Point-based annotation data
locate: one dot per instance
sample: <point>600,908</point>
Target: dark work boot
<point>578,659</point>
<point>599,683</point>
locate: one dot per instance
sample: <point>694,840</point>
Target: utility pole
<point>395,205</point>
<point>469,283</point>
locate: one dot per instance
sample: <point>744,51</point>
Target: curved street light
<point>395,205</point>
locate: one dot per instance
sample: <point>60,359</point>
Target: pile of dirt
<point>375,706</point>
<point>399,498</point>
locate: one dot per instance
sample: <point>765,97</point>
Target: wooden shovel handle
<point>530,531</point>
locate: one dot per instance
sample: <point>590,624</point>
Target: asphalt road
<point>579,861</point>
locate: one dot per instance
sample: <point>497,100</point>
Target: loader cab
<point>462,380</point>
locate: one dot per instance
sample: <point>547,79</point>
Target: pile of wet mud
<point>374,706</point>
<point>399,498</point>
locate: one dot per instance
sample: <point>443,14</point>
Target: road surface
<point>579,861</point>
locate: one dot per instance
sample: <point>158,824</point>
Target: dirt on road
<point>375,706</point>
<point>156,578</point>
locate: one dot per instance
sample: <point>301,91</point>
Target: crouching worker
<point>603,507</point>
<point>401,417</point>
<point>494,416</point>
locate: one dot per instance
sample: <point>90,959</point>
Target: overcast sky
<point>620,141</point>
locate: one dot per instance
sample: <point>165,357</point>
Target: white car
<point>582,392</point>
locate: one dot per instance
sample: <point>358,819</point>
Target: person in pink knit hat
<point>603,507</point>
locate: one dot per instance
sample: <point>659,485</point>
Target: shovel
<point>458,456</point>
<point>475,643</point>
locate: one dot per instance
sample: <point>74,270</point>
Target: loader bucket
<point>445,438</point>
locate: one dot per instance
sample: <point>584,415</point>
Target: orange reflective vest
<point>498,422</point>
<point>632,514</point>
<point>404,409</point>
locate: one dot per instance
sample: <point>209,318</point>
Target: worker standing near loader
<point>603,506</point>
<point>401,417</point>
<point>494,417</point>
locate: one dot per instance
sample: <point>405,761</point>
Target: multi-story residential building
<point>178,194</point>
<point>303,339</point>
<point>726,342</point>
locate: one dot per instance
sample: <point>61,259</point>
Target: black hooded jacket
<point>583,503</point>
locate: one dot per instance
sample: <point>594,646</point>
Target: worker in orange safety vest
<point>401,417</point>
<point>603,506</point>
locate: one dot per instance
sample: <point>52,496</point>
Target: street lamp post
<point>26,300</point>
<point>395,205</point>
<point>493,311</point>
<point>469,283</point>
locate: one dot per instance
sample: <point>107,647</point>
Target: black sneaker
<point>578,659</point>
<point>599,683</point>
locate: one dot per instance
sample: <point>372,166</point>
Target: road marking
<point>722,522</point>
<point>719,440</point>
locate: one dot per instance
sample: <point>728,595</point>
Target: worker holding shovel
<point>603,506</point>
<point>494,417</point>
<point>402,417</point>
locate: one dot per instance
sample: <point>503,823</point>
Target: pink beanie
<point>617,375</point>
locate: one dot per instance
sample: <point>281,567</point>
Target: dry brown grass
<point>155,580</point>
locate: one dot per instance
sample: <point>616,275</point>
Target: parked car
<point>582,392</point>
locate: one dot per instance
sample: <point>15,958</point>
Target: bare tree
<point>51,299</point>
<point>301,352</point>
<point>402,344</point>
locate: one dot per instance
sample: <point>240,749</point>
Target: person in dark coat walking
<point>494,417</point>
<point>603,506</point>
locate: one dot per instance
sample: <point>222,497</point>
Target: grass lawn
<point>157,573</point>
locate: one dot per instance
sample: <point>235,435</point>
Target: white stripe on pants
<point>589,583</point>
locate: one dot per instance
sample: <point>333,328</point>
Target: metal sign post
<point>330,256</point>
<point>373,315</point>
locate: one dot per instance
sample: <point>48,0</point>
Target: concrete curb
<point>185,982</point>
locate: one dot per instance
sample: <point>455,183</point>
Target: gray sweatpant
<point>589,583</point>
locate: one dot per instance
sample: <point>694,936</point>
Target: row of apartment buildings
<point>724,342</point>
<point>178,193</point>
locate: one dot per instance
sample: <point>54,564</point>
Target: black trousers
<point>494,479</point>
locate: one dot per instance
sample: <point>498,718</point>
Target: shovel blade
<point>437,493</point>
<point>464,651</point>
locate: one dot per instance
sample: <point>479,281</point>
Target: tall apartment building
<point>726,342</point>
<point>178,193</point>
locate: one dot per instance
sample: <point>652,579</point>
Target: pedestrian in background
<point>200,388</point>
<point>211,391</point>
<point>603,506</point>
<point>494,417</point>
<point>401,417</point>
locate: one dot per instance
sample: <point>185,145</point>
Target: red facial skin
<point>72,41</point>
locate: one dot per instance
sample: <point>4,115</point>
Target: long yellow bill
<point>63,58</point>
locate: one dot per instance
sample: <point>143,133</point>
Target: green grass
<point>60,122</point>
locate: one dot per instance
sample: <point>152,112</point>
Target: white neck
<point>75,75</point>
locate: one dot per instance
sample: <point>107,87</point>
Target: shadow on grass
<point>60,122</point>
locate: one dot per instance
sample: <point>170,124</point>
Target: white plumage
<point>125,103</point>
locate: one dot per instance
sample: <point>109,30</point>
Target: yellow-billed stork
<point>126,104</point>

STATED GOAL. Select every line in the entries above that contains the word "white", matching case exactly, and copy those lines out.

RESULT.
Target: white car
Target: white stripe on pants
Target: white neck
Target: white plumage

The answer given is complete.